§ EXCERPTED RECORDS
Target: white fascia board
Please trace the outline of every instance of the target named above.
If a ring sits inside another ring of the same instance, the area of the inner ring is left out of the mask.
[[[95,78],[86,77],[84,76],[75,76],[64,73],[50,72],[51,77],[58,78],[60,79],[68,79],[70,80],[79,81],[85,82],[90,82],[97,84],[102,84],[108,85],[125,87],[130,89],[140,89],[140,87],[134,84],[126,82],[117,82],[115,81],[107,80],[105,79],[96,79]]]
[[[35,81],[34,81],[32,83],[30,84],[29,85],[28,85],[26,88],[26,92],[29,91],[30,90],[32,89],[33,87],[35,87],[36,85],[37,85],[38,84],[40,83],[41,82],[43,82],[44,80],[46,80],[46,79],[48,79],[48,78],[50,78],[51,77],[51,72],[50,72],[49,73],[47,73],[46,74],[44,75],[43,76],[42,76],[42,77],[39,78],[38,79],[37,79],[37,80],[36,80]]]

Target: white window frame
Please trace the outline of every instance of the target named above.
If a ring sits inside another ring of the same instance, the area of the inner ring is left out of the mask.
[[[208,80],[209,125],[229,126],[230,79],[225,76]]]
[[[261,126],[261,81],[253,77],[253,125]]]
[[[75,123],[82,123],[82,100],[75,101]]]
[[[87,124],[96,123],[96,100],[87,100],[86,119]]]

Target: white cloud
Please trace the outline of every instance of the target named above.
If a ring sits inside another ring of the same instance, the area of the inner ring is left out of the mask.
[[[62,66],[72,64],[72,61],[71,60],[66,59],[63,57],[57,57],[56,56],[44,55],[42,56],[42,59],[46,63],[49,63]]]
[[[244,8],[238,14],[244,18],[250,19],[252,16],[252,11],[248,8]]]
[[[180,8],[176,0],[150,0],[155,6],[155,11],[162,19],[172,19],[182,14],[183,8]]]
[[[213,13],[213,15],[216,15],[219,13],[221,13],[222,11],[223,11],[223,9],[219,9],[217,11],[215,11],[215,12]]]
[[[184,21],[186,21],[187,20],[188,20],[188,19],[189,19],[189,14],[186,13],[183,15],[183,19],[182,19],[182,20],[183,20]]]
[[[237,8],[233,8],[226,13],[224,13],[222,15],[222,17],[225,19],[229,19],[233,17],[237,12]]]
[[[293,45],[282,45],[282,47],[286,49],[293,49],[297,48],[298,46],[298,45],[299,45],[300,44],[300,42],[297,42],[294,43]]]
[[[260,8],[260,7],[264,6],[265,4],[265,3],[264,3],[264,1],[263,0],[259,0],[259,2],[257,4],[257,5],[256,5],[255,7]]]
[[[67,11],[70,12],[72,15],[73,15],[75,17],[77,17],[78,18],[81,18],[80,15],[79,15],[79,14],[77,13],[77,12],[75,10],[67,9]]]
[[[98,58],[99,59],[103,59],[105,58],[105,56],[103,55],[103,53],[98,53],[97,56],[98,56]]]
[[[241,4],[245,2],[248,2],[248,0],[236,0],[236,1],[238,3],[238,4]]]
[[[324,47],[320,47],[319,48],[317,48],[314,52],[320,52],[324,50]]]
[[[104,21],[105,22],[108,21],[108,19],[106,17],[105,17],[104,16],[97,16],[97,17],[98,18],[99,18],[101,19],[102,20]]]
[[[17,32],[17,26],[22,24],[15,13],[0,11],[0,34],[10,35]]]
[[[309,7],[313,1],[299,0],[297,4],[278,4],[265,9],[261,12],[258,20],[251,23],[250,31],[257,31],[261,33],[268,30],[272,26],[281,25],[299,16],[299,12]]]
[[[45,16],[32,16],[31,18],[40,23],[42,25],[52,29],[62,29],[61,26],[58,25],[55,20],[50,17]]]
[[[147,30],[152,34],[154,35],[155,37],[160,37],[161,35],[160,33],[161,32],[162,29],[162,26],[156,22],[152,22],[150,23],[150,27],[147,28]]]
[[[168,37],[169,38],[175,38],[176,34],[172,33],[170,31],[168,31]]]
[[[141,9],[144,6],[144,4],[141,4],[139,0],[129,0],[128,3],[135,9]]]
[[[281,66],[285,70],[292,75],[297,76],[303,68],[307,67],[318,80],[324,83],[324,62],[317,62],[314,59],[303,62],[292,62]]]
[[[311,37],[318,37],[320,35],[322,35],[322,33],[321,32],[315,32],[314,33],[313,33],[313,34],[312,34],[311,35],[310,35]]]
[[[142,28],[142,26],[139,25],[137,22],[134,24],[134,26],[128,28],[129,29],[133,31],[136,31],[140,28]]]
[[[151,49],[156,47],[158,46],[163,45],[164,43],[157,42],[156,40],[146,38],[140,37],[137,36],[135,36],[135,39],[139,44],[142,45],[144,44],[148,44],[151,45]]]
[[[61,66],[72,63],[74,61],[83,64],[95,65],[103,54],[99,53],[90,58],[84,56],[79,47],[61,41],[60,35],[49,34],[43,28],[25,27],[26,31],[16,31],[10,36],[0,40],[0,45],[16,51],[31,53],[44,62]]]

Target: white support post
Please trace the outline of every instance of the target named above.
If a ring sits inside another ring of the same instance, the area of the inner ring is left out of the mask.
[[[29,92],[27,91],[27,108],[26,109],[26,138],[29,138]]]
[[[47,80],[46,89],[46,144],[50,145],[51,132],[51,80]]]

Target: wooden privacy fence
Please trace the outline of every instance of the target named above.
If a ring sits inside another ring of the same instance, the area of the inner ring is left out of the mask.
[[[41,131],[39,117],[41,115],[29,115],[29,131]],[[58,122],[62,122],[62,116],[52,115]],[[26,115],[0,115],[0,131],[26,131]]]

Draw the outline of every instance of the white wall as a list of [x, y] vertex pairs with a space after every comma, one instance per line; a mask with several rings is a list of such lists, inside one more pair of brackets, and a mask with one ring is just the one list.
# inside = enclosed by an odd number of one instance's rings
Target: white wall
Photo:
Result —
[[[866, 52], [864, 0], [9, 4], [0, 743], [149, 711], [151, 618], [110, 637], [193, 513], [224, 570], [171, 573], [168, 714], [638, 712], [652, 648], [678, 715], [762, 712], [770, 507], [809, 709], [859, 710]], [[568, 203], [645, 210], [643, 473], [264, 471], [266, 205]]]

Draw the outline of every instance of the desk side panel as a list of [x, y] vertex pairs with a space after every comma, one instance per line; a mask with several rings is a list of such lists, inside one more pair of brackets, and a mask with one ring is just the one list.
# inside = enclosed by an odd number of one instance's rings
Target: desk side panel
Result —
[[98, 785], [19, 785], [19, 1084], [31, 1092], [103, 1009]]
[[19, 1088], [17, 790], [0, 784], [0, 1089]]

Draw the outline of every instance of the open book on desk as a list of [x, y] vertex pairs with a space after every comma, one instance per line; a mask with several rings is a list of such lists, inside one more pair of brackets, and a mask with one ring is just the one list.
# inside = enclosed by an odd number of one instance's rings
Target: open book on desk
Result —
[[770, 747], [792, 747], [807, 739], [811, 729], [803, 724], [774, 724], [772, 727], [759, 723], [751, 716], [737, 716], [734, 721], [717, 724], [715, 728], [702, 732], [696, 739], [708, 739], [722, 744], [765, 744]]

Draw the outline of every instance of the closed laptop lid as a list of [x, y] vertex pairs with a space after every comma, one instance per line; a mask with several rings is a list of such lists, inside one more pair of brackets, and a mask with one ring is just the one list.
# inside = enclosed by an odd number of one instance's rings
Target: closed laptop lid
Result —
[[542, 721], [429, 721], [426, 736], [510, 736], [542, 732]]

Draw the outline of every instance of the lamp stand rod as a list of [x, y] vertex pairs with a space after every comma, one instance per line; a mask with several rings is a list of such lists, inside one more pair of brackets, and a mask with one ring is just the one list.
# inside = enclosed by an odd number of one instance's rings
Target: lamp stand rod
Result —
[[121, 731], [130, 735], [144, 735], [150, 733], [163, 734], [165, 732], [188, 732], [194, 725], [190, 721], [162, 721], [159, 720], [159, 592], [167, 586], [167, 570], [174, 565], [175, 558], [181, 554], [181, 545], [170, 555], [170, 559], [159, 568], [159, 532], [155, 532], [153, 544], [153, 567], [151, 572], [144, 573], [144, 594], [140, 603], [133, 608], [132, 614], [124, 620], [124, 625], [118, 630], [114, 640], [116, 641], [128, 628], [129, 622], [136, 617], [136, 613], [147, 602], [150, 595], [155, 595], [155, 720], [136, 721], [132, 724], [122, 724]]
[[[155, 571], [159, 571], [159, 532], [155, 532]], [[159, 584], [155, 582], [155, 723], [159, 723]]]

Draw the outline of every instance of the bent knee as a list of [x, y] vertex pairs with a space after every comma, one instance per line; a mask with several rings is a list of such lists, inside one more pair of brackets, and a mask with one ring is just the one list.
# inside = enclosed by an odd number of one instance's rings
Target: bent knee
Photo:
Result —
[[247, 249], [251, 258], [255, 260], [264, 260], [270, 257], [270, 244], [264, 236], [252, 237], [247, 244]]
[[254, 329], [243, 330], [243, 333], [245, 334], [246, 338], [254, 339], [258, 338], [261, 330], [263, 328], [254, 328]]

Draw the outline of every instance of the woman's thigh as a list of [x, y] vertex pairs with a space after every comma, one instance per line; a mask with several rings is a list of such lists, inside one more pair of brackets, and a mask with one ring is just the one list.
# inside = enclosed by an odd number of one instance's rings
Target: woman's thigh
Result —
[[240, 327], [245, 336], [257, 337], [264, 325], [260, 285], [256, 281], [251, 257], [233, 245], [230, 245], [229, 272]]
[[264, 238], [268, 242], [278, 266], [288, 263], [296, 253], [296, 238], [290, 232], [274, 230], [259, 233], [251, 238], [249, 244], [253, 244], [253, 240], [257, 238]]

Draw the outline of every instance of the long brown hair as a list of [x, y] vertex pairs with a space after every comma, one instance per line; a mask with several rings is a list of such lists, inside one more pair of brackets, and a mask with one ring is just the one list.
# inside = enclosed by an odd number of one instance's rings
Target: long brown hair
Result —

§ YOUR OBJECTIVE
From the line with "Draw the outline of every instance of the woman's" to the last line of the material, give every line again exactly, and only those lines.

§ COMPLETED TASK
Draw the outline of every instance of the woman's thigh as a list of [x, y] vertex pairs with a space after every comma, one instance per line; a mask with several rings is a list of such lists, inside one more pair of brackets, and a mask with one ring is just the one list.
# inside = enclosed by an odd number of one instance's rings
Target: woman's thigh
Result —
[[240, 327], [245, 336], [257, 337], [264, 325], [260, 285], [256, 281], [251, 257], [233, 245], [230, 245], [229, 272]]
[[264, 238], [268, 242], [278, 266], [288, 263], [296, 253], [296, 238], [290, 232], [274, 230], [259, 233], [251, 238], [249, 244], [253, 244], [253, 240], [257, 238]]

Draw the outline of every instance of the long brown hair as a list of [x, y] vertex pairs with a space after every comma, one instance per line; a mask with several rings is a list of such lists, inside one more pair of brackets, and a mask with one ring is just the one list.
# inside = enclosed by an odd number of one instance's rings
Target: long brown hair
Result —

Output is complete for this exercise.